Copy out the lines verbatim, beginning with the line that contains "Target: stone wall" and continuing through the final line of the records, with both ends included.

>> BEGIN

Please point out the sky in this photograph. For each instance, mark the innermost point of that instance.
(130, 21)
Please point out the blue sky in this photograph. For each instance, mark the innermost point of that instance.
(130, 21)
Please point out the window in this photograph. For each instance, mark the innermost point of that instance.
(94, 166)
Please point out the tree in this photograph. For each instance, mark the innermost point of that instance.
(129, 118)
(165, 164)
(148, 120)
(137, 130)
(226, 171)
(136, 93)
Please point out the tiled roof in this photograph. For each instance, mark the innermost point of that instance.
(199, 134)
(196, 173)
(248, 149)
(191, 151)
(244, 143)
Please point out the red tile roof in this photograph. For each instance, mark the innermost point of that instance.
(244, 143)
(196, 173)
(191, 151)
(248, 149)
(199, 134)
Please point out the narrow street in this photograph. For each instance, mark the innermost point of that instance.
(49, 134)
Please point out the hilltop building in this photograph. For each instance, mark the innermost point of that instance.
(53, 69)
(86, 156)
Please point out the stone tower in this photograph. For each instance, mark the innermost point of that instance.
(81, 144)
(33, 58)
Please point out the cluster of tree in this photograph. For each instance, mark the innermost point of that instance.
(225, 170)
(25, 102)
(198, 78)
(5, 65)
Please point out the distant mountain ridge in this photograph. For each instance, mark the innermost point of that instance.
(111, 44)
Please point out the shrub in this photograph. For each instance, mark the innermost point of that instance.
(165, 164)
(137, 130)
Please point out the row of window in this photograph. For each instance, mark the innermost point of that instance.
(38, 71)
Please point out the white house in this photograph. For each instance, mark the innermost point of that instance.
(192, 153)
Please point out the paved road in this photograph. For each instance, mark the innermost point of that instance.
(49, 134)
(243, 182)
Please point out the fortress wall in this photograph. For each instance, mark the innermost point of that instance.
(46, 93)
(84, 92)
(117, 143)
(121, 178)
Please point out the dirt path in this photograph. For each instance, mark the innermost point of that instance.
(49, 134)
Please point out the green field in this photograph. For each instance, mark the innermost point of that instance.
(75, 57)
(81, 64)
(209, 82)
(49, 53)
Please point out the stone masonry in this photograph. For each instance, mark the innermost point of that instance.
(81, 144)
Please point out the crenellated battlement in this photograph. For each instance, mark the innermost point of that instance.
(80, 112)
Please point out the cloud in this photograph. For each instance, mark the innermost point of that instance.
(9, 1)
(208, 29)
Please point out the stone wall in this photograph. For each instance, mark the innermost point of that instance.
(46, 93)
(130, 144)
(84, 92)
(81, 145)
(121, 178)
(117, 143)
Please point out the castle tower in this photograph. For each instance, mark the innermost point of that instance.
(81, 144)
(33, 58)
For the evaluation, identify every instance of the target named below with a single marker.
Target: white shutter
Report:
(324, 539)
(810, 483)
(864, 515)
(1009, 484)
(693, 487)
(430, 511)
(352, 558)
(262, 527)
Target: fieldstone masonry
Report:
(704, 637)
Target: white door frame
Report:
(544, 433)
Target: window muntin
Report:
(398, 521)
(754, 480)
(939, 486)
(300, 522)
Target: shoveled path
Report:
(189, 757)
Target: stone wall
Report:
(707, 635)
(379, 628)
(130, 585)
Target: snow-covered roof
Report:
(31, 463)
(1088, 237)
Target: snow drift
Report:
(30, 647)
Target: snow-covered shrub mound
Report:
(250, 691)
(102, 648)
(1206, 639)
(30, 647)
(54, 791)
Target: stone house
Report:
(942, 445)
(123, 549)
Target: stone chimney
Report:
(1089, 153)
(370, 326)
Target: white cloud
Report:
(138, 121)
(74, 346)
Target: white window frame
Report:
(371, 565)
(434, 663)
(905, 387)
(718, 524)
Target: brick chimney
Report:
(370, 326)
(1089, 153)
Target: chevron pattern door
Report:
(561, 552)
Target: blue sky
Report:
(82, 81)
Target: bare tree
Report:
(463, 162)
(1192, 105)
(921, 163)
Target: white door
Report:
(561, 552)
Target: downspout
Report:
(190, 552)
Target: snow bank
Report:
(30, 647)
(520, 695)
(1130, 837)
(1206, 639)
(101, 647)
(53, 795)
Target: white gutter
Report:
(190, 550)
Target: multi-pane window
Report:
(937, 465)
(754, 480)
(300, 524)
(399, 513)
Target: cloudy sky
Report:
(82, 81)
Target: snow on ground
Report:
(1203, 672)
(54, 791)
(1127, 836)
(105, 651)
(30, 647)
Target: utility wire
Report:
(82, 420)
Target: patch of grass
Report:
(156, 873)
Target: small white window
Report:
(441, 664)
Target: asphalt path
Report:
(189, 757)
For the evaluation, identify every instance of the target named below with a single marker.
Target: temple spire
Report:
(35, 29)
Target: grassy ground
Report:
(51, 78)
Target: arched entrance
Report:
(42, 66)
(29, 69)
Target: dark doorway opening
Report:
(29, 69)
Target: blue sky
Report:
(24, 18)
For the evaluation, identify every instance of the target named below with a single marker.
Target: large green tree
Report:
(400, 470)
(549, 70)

>> END

[EXPECTED ANSWER]
Target: stone wall
Report:
(707, 635)
(379, 628)
(130, 585)
Target: snow-covered roof
Report:
(31, 463)
(1088, 237)
Target: snow drift
Report:
(30, 647)
Target: snow-covered shrub mound
Report:
(250, 691)
(102, 648)
(1206, 639)
(30, 647)
(54, 791)
Target: stone house
Report:
(942, 445)
(123, 549)
Target: stone chimney
Report:
(1089, 153)
(370, 326)
Target: white cloud
Report:
(138, 121)
(74, 346)
Target: white window frame
Report:
(371, 565)
(434, 663)
(905, 387)
(718, 524)
Target: brick chimney
Report:
(370, 326)
(1089, 153)
Target: chevron pattern door
Report:
(561, 552)
Target: blue sky
Report:
(82, 81)
Target: bare tree
Report:
(463, 162)
(1192, 105)
(921, 163)
Target: white door
Report:
(561, 552)
Target: downspout
Report:
(190, 552)
Target: snow bank
Report:
(30, 647)
(520, 695)
(1130, 837)
(1206, 639)
(101, 647)
(53, 795)
Target: white gutter
Report:
(190, 550)
Target: multi-pane window
Report:
(937, 465)
(754, 480)
(300, 524)
(399, 513)
Target: cloudy sky
Report:
(82, 81)
Target: snow on ground
Report:
(1203, 672)
(54, 791)
(1127, 836)
(105, 651)
(30, 647)
Target: utility wire
Report:
(82, 420)
Target: patch of grass
Report:
(156, 873)
Target: small white window
Report:
(441, 664)
Target: asphalt path
Report:
(189, 757)
For the evaluation, identify every instance of the target named below with a single marker.
Target: temple spire
Report:
(35, 29)
Target: grassy ground
Report:
(51, 78)
Target: arched entrance
Report:
(42, 66)
(29, 69)
Target: dark doorway opening
Report:
(29, 69)
Target: blue sky
Report:
(24, 18)
For the evaluation, identify every instance of the target named below with a single marker.
Target: large green tree
Report:
(400, 470)
(549, 70)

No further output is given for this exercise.